**PASSAGE TO READ**.
*** Block opens ***
I appreciate LLM output able to draft out sketches of results (and yes, a lot of the time, getting exactly the right result). And it’s great as a learning tool (especially if you’re diligent in the trust + verify department). But I worry that people are not taking opportunities to sit down and actually use the output as the sketch, and to insert the sort of precision that comes from the “infinite context” of the human working on the problem. Devs can’t just decide to opt out of getting into the details IMO


> Over and over again I have witnessed people just drive themselves in circles downstream of a refusal to just step out of the “make the LLM fix the issue for me” loop.

You're reminding me of a 1997 talk by an American Airlines trainer about automation dependency and when dropping down a level of automation reduces workload: <https://www.youtube.com/watch?v=WITLR_qSPXk>


cool talk, respect him making the point in 20 minutes. There's a lot of levels of applying this when programming, not just with LLM usage.
*** Block closes ***
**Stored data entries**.
*** Block opens ***
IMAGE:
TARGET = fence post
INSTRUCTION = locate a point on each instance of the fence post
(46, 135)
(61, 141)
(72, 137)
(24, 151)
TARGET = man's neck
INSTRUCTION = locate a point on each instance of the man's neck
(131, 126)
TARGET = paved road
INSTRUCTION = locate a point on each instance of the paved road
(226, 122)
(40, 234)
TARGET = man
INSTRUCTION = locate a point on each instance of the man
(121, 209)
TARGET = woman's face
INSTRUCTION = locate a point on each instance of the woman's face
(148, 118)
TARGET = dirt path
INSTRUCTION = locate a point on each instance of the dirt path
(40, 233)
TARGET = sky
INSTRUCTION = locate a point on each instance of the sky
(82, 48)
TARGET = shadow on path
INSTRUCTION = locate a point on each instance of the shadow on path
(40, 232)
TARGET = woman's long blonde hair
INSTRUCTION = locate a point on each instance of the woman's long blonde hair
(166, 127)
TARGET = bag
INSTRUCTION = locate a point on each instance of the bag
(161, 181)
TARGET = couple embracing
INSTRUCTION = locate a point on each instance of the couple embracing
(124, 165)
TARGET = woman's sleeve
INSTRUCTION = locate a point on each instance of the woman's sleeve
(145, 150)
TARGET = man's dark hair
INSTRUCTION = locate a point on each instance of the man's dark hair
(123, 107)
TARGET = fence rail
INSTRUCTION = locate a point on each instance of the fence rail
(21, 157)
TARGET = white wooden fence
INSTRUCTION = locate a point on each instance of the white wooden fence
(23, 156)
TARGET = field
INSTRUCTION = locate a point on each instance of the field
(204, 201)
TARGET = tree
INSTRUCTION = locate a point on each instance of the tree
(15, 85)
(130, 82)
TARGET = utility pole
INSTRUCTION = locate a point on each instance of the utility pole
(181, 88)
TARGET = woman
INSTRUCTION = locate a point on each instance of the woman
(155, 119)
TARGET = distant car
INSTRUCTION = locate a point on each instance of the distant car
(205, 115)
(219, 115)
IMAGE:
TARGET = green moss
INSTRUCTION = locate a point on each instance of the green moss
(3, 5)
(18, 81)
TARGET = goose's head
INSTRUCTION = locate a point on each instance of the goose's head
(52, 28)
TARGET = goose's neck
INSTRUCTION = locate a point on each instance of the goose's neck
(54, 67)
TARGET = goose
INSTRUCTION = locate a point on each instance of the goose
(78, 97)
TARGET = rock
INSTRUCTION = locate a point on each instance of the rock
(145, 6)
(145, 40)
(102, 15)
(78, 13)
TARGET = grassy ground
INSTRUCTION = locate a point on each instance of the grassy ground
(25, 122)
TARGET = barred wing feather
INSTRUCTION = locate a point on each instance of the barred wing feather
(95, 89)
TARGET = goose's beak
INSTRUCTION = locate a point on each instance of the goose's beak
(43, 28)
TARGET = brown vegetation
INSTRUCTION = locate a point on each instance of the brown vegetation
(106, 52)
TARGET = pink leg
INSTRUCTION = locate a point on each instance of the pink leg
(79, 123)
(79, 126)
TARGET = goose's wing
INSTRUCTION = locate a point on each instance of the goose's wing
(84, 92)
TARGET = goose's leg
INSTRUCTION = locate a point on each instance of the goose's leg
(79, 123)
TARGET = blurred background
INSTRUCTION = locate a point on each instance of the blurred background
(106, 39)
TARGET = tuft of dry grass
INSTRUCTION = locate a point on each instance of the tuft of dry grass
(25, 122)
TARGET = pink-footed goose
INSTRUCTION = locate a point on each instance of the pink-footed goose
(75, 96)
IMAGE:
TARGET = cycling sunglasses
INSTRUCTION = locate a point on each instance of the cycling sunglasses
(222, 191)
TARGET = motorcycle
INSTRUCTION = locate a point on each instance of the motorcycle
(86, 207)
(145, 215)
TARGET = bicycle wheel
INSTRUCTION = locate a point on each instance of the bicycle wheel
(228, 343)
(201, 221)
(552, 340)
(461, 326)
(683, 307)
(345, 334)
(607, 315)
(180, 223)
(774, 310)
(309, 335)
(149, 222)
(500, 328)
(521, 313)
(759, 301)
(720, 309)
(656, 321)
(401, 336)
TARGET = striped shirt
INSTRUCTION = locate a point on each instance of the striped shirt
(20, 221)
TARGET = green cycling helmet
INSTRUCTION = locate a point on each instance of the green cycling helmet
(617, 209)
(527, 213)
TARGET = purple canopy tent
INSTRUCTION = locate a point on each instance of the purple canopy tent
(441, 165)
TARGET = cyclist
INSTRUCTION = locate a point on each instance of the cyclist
*** Block closes ***
**PROBLEM**. Extend the forum thread about developers relying on LLM output by writing what comes after its final reply. The data stands apart from the forum thread and has no connection to it.

**EXERCISE OUTPUT**.
> Over and over again I have witnessed people just drive themselves in circles downstream of a refusal to just step out of the “make the LLM fix the issue for me” loop.

I think that's an amazing encapsulation of my experience with LLMs.

They can be great tools, but you need to extremely willing to throw away their output and start over instead of trying to incrementally fix what they give you.


I kind of agree. I’ve had very mixed experiences with LLMs and DSLs.

I was writing an NRQL query (New Relic’s log query language) and wanted to essentially do a GROUP BY date_trunc. It kept giving me options that I was eager for, and then the functions it gave me just didn’t exist. After like four back and forths of me telling it that the functions it was giving me didn’t exist - it worked.

Then I needed it to split on the second forward slash of a string and just give me the first piece. It gave me the foundation to fill in the gaps of the function, but the LLM never got it.

In that case, I assume it’s a lack of training data since NRQL is pretty niche.

I catch myself swinging from “holy shit this is impressive” to “wow this sucks” and back regularly for code.


This is similar to my experience with LLMs and DSLs. They tend to hallucinate functions that will magically work in the situation you are describing. My pet theory here is that they are fooled by many forum posts/issues "why doesn't a function exist in this DSLs called ABC that does this?"


Did you try asking the LLM to writ the missing functions? It might work in some cases.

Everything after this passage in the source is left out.